* [EXCERPTED PASSAGE]

[START]

During training, we minimize the pairwise loss by performing mini-batch stochastic gradient descent (SGD) over a training set of n photograph-caricature pairs with a batch size of 256 (i.e., 128 pairs). Specifically, we maintain a dropout layer after each FC layer except Fc8 layer, and set the values of momentum and weight decay to 0.9 and $5\,\times \,10^{-4}$ respectively. The filter size of the last FC layer is set to $1\,\times \,1\,\times \,4096\,\times \,4096$, the weights are randomly initialized from a zero-mean Gaussian distribution with $10^{-2}$ standard deviation, and the biases are initialized to zero. We generate a set of $N\,=\,40$ (i.e., the number of epoches) logarithmically equally spaced points between $10^{-2.7}$ and $10^{-4}$ as the learning rates.

During forward propagation, a pair of photograph and caricature images are cropped into four pairs of local patches. Then the five pairs of patches (combined with the pair of original images) subtracted their corresponding mean RGB values respectively are fed into five single siamese networks. For each modality, one global feature and four local features can be extracted from the last FC layer. In the final loss layer, the global and local features of each modality are concatenated together to calculate the loss according to the designed cost function. Note that a $\ell _2$ normalization layer is added before the loss layer. During back propagation, the parameters of the network are fine-tuned by freezing the first m layers. The reason is that the first several layers mainly learn generic features of images which are transferable between these two modalities [42].

[END]

* [EXERCISES]
#1 Please write out the network-training passage word for word, starting at "During forward propagation, a" and ending at "two modalities [42].".
#2 According to the network-training passage, into how many pairs of local patches is each photograph and caricature pair cropped during forward propagation?
You will not need the records.

* [INFORMATION GIVEN]
[START]

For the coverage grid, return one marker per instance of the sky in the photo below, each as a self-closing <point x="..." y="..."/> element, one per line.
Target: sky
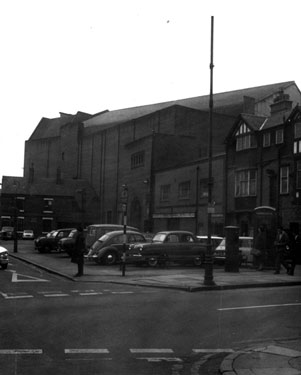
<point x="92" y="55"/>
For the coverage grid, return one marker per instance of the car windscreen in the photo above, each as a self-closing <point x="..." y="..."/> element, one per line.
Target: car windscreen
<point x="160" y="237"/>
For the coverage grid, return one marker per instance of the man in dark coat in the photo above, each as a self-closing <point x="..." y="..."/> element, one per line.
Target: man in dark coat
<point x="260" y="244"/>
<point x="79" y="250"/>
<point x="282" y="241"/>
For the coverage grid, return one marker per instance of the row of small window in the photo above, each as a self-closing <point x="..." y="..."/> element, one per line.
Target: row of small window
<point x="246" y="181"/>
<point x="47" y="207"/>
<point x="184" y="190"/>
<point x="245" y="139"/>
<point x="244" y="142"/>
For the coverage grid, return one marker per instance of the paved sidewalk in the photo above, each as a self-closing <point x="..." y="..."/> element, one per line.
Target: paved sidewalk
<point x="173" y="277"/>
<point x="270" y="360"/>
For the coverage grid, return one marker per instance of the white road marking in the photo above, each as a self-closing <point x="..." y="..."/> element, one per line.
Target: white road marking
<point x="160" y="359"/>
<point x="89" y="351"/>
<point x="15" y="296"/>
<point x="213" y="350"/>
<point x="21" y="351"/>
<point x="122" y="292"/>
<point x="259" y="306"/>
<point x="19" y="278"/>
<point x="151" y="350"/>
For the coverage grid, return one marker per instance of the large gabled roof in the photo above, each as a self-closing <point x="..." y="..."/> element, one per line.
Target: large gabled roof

[END]

* [PROBLEM SOLUTIONS]
#1
During forward propagation, a pair of photograph and caricature images are cropped into four pairs of local patches. Then the five pairs of patches (combined with the pair of original images) subtracted their corresponding mean RGB values respectively are fed into five single siamese networks. For each modality, one global feature and four local features can be extracted from the last FC layer. In the final loss layer, the global and local features of each modality are concatenated together to calculate the loss according to the designed cost function. Note that a $\ell _2$ normalization layer is added before the loss layer. During back propagation, the parameters of the network are fine-tuned by freezing the first m layers. The reason is that the first several layers mainly learn generic features of images which are transferable between these two modalities [42].

#2 Four pairs of local patches.